(begin)

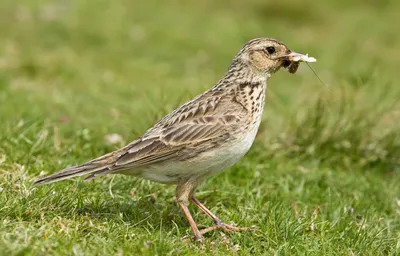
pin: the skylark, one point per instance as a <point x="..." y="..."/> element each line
<point x="203" y="136"/>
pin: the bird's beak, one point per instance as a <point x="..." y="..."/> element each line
<point x="292" y="61"/>
<point x="299" y="57"/>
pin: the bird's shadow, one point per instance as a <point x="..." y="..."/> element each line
<point x="147" y="212"/>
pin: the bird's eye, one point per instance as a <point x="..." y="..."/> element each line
<point x="270" y="49"/>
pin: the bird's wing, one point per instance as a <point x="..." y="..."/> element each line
<point x="204" y="122"/>
<point x="207" y="120"/>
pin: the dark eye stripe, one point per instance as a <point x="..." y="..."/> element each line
<point x="270" y="49"/>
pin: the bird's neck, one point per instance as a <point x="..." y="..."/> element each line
<point x="240" y="74"/>
<point x="245" y="86"/>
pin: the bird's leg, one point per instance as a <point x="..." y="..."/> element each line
<point x="218" y="223"/>
<point x="192" y="224"/>
<point x="184" y="190"/>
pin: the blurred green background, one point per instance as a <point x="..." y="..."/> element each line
<point x="321" y="179"/>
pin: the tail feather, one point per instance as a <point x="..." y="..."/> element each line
<point x="101" y="164"/>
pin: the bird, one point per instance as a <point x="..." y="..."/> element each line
<point x="202" y="137"/>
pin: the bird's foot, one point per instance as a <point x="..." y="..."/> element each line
<point x="226" y="228"/>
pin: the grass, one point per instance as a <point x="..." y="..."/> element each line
<point x="323" y="177"/>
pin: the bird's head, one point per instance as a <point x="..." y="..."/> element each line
<point x="266" y="56"/>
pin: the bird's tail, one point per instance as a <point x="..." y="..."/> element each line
<point x="101" y="164"/>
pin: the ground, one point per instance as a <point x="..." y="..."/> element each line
<point x="322" y="177"/>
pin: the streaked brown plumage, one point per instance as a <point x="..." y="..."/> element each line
<point x="202" y="137"/>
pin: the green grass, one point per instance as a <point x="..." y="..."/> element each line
<point x="323" y="177"/>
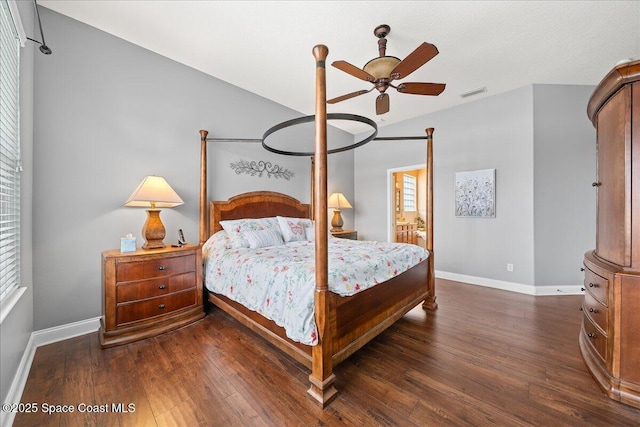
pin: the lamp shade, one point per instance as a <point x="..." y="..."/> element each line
<point x="154" y="192"/>
<point x="338" y="201"/>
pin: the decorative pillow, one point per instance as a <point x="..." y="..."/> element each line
<point x="293" y="228"/>
<point x="236" y="229"/>
<point x="263" y="238"/>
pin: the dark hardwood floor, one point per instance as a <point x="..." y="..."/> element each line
<point x="485" y="357"/>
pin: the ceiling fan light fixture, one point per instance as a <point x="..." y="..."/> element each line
<point x="381" y="67"/>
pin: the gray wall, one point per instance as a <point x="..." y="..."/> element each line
<point x="16" y="328"/>
<point x="539" y="157"/>
<point x="564" y="168"/>
<point x="107" y="114"/>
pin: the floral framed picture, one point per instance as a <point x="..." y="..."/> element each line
<point x="475" y="194"/>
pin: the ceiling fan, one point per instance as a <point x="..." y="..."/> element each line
<point x="382" y="71"/>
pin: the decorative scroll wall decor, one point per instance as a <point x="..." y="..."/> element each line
<point x="261" y="169"/>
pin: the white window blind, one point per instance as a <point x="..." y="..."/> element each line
<point x="409" y="193"/>
<point x="9" y="153"/>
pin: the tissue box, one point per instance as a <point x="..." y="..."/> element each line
<point x="127" y="244"/>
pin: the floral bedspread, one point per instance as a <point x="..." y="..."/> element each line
<point x="279" y="281"/>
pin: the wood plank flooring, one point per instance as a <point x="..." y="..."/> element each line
<point x="485" y="357"/>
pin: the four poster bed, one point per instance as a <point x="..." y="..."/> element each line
<point x="342" y="324"/>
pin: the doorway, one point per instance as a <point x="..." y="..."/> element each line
<point x="407" y="204"/>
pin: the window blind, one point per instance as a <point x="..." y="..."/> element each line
<point x="10" y="166"/>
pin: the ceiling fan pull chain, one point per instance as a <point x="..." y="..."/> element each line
<point x="382" y="47"/>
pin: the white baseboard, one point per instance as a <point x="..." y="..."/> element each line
<point x="64" y="332"/>
<point x="511" y="286"/>
<point x="38" y="338"/>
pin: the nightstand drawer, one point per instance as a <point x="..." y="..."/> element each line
<point x="595" y="310"/>
<point x="149" y="292"/>
<point x="128" y="270"/>
<point x="346" y="234"/>
<point x="130" y="312"/>
<point x="595" y="336"/>
<point x="597" y="285"/>
<point x="132" y="291"/>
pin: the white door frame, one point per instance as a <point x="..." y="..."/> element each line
<point x="391" y="211"/>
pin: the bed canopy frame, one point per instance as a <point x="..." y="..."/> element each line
<point x="344" y="324"/>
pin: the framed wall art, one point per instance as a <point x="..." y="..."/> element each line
<point x="475" y="194"/>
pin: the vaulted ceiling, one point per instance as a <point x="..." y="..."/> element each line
<point x="265" y="46"/>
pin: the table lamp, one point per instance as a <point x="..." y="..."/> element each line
<point x="335" y="202"/>
<point x="153" y="192"/>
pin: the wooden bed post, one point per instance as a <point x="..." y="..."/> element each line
<point x="313" y="185"/>
<point x="322" y="377"/>
<point x="203" y="228"/>
<point x="430" y="301"/>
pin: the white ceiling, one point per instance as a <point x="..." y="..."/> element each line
<point x="265" y="46"/>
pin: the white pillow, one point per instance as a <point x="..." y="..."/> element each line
<point x="263" y="238"/>
<point x="236" y="229"/>
<point x="218" y="242"/>
<point x="310" y="233"/>
<point x="293" y="228"/>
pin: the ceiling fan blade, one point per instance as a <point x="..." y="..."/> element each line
<point x="382" y="104"/>
<point x="353" y="70"/>
<point x="348" y="96"/>
<point x="421" y="88"/>
<point x="415" y="60"/>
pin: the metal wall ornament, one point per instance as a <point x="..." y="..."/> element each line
<point x="260" y="169"/>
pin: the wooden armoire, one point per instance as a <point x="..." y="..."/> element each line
<point x="610" y="335"/>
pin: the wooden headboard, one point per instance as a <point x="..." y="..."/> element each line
<point x="256" y="204"/>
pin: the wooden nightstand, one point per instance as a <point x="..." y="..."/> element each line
<point x="346" y="234"/>
<point x="149" y="292"/>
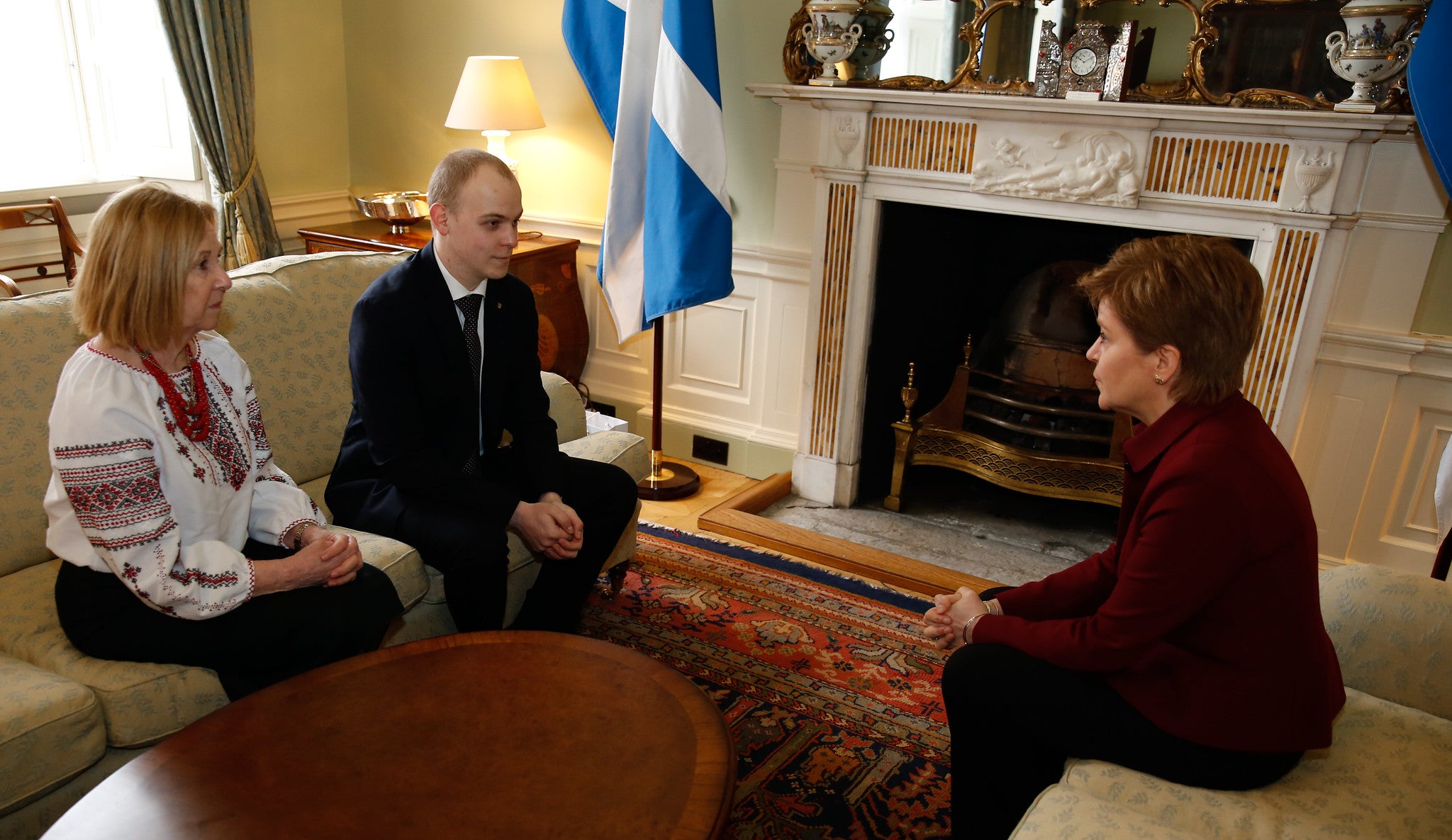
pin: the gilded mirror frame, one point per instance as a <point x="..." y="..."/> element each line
<point x="1190" y="89"/>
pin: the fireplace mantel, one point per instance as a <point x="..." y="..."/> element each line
<point x="1342" y="209"/>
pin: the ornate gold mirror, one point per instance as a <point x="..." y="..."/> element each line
<point x="1239" y="52"/>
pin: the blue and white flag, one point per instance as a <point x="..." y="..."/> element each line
<point x="1429" y="90"/>
<point x="651" y="70"/>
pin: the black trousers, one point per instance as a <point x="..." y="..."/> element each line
<point x="1015" y="720"/>
<point x="474" y="556"/>
<point x="266" y="640"/>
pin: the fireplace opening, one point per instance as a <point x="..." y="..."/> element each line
<point x="944" y="274"/>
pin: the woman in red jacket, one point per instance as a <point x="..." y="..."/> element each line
<point x="1193" y="647"/>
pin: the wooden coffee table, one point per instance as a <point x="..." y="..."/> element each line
<point x="482" y="734"/>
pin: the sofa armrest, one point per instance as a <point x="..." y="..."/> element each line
<point x="627" y="452"/>
<point x="1392" y="633"/>
<point x="565" y="407"/>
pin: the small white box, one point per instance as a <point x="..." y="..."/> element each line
<point x="600" y="422"/>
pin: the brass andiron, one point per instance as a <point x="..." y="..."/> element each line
<point x="910" y="395"/>
<point x="946" y="437"/>
<point x="906" y="434"/>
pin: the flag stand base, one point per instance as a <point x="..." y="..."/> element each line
<point x="667" y="481"/>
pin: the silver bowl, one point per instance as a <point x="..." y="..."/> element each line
<point x="398" y="209"/>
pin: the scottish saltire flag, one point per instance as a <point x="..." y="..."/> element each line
<point x="651" y="70"/>
<point x="1428" y="84"/>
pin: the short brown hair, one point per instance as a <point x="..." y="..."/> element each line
<point x="455" y="172"/>
<point x="1195" y="293"/>
<point x="140" y="253"/>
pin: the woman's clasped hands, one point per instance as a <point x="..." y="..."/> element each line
<point x="944" y="623"/>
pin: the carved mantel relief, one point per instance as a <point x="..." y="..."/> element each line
<point x="1090" y="167"/>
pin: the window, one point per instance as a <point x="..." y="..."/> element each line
<point x="92" y="96"/>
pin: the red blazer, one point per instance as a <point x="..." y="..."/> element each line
<point x="1204" y="612"/>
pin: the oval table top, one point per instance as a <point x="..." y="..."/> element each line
<point x="481" y="734"/>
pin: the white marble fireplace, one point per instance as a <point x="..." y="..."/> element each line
<point x="1342" y="209"/>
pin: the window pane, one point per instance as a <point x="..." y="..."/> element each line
<point x="41" y="131"/>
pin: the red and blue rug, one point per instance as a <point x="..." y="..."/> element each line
<point x="827" y="687"/>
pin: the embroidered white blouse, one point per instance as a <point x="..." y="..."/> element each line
<point x="130" y="493"/>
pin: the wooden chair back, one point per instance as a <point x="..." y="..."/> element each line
<point x="52" y="213"/>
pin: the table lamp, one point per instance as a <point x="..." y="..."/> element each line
<point x="494" y="98"/>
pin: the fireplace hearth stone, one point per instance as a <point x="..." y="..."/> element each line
<point x="966" y="524"/>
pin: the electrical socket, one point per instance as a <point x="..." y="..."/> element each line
<point x="709" y="450"/>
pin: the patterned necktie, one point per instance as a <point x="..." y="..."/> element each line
<point x="469" y="305"/>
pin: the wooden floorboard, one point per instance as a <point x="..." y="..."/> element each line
<point x="737" y="518"/>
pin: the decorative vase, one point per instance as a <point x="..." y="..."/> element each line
<point x="873" y="16"/>
<point x="1374" y="48"/>
<point x="831" y="35"/>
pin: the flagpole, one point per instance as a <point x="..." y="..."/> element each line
<point x="667" y="479"/>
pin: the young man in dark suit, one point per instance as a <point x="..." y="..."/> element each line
<point x="443" y="352"/>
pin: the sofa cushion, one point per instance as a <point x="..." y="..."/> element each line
<point x="141" y="701"/>
<point x="1393" y="634"/>
<point x="400" y="562"/>
<point x="1065" y="813"/>
<point x="37" y="337"/>
<point x="1383" y="776"/>
<point x="51" y="729"/>
<point x="292" y="330"/>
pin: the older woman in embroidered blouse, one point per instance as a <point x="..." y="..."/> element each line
<point x="184" y="540"/>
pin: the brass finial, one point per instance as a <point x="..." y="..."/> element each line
<point x="910" y="393"/>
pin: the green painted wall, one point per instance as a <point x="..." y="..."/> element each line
<point x="303" y="115"/>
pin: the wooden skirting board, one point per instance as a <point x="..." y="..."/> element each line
<point x="737" y="518"/>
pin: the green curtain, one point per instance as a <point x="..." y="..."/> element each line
<point x="211" y="43"/>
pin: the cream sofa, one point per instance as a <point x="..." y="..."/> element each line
<point x="69" y="720"/>
<point x="1387" y="773"/>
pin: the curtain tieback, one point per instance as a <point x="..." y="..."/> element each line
<point x="243" y="250"/>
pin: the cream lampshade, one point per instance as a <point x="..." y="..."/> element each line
<point x="494" y="98"/>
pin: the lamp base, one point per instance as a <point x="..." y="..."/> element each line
<point x="667" y="481"/>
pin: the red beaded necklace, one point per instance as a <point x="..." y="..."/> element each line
<point x="194" y="420"/>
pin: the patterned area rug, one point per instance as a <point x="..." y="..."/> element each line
<point x="830" y="695"/>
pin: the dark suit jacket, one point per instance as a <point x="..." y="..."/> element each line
<point x="1204" y="614"/>
<point x="414" y="417"/>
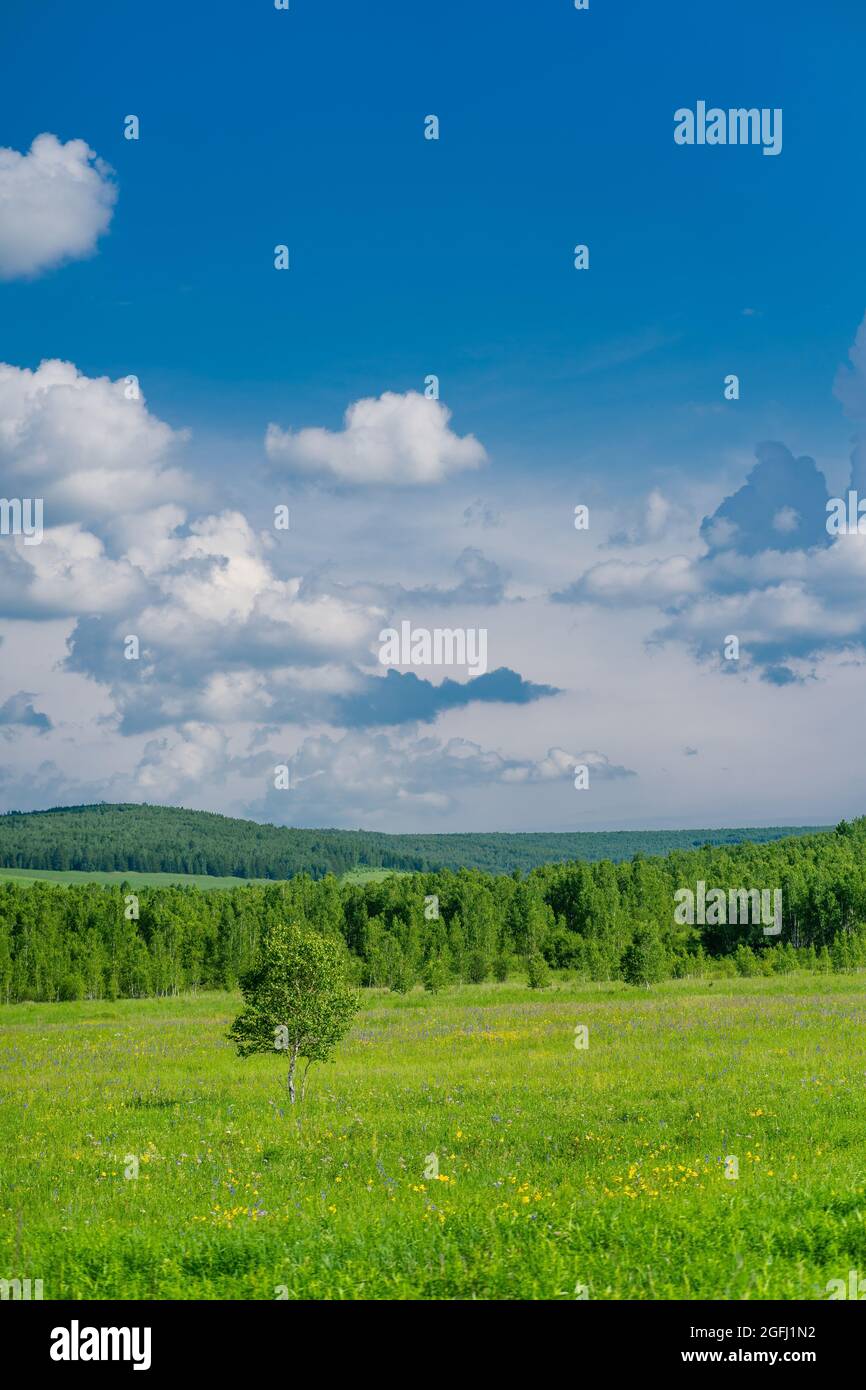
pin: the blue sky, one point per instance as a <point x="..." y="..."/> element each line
<point x="455" y="257"/>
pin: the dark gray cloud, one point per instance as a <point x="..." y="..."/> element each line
<point x="18" y="712"/>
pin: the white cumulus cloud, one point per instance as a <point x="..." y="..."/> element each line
<point x="403" y="439"/>
<point x="54" y="205"/>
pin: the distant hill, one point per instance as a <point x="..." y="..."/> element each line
<point x="109" y="838"/>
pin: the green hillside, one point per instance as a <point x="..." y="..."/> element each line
<point x="170" y="840"/>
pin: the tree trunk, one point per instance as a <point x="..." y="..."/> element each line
<point x="303" y="1089"/>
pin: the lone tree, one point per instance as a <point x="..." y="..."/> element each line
<point x="296" y="1000"/>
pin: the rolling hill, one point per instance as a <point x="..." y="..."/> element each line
<point x="170" y="840"/>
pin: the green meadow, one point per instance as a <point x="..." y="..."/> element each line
<point x="555" y="1166"/>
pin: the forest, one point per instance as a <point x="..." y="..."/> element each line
<point x="598" y="920"/>
<point x="173" y="840"/>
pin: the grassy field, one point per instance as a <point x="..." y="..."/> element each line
<point x="558" y="1166"/>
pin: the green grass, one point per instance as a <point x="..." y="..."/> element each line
<point x="601" y="1168"/>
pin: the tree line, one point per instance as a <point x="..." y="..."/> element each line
<point x="173" y="840"/>
<point x="601" y="920"/>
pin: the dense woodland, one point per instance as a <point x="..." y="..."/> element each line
<point x="171" y="840"/>
<point x="602" y="920"/>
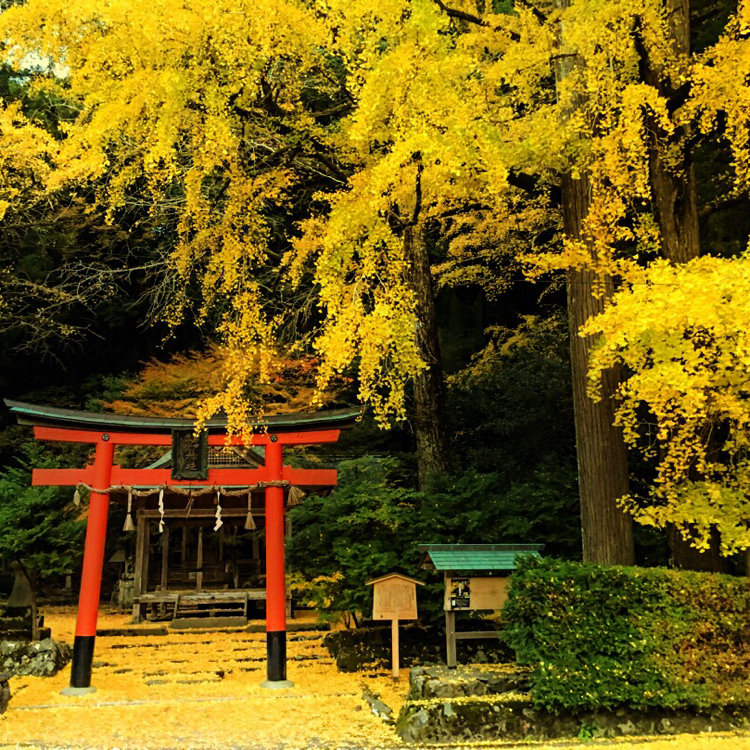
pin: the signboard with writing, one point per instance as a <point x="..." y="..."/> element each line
<point x="395" y="598"/>
<point x="479" y="592"/>
<point x="189" y="454"/>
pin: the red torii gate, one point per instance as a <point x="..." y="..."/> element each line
<point x="105" y="431"/>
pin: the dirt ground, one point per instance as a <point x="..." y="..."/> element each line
<point x="202" y="690"/>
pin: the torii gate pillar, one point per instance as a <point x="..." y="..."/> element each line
<point x="106" y="431"/>
<point x="91" y="574"/>
<point x="275" y="574"/>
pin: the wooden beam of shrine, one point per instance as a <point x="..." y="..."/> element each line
<point x="310" y="477"/>
<point x="163" y="477"/>
<point x="307" y="437"/>
<point x="63" y="434"/>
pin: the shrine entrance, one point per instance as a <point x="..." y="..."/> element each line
<point x="190" y="482"/>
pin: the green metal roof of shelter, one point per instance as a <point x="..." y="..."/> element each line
<point x="478" y="557"/>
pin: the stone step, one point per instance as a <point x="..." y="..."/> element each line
<point x="443" y="682"/>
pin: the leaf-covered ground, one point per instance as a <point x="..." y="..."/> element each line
<point x="202" y="690"/>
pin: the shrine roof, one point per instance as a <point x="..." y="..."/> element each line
<point x="52" y="416"/>
<point x="477" y="557"/>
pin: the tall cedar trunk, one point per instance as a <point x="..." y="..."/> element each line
<point x="602" y="456"/>
<point x="607" y="531"/>
<point x="429" y="386"/>
<point x="676" y="211"/>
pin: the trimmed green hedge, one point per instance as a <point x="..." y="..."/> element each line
<point x="607" y="636"/>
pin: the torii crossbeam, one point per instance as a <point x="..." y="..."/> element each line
<point x="106" y="431"/>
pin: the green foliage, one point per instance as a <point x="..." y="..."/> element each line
<point x="511" y="406"/>
<point x="371" y="524"/>
<point x="38" y="526"/>
<point x="362" y="530"/>
<point x="607" y="636"/>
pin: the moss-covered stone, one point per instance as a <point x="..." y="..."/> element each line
<point x="487" y="718"/>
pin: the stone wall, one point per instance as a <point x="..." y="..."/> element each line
<point x="486" y="703"/>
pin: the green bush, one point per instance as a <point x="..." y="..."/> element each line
<point x="607" y="636"/>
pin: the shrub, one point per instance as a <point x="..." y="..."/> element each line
<point x="607" y="636"/>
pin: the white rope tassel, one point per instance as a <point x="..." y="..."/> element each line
<point x="219" y="523"/>
<point x="161" y="510"/>
<point x="129" y="525"/>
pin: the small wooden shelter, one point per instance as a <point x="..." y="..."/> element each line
<point x="476" y="578"/>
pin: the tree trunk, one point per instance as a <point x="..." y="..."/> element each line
<point x="607" y="531"/>
<point x="676" y="211"/>
<point x="673" y="187"/>
<point x="429" y="385"/>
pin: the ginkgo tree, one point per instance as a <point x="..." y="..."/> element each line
<point x="462" y="126"/>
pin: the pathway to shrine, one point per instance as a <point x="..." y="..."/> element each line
<point x="201" y="690"/>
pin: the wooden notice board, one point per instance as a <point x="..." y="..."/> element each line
<point x="395" y="598"/>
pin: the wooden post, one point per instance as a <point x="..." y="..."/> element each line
<point x="450" y="638"/>
<point x="199" y="561"/>
<point x="183" y="545"/>
<point x="141" y="552"/>
<point x="256" y="553"/>
<point x="164" y="558"/>
<point x="394" y="649"/>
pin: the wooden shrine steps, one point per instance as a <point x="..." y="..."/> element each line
<point x="191" y="603"/>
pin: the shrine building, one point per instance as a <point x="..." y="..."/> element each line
<point x="208" y="513"/>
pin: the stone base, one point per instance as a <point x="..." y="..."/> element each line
<point x="77" y="691"/>
<point x="276" y="684"/>
<point x="39" y="658"/>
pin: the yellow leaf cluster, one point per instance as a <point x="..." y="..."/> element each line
<point x="683" y="333"/>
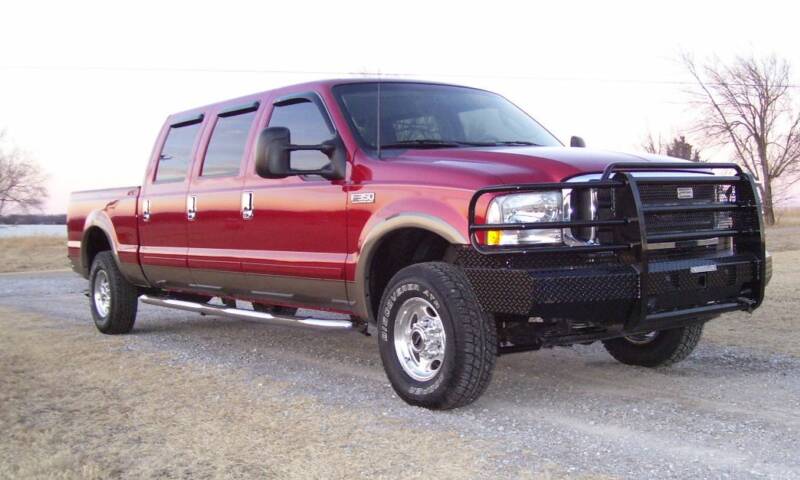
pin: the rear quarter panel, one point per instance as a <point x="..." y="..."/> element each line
<point x="114" y="211"/>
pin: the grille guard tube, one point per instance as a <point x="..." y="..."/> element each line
<point x="630" y="229"/>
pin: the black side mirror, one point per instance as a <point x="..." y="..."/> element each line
<point x="274" y="148"/>
<point x="577" y="142"/>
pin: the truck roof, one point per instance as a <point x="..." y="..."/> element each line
<point x="313" y="85"/>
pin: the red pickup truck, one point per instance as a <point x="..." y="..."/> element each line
<point x="442" y="217"/>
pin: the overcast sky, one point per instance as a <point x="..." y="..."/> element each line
<point x="85" y="86"/>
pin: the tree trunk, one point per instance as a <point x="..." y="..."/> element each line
<point x="766" y="203"/>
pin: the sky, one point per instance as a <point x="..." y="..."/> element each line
<point x="85" y="86"/>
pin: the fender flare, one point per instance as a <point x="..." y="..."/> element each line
<point x="98" y="219"/>
<point x="371" y="237"/>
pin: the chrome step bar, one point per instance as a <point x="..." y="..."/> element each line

(end)

THE EXERCISE -
Turn everything from the line containing "pin: the rear" down to the last of the lines above into a numbered list, leaving out any blank lines.

EXERCISE OUTPUT -
1. pin: the rear quarter panel, one point per instance as a <point x="..." y="..."/> element each line
2. <point x="114" y="211"/>
3. pin: the grille guard tube, one point per instance as a <point x="..." y="..."/> element each line
4. <point x="630" y="229"/>
5. pin: the black side mirror, one point per instance as a <point x="..." y="..."/> element each line
6. <point x="274" y="148"/>
7. <point x="577" y="142"/>
8. pin: the truck roof, one point per instance as a <point x="..." y="..."/> element each line
9. <point x="313" y="85"/>
10. pin: the red pickup truck, one point per instance as a <point x="..." y="..."/> element each line
11. <point x="442" y="217"/>
12. pin: the overcast sky, one point per instance as a <point x="..." y="..."/> element each line
13. <point x="85" y="86"/>
14. pin: the tree trunk, one point per instance as a <point x="..." y="..."/> element each line
15. <point x="766" y="203"/>
16. pin: the sky, one point per instance as a <point x="..." y="..."/> element each line
17. <point x="85" y="86"/>
18. pin: the fender flare, one point per instance as a <point x="..." y="..."/> element each line
19. <point x="98" y="219"/>
20. <point x="371" y="237"/>
21. pin: the chrome step bar, one point per instance as a <point x="..." y="..."/> element each line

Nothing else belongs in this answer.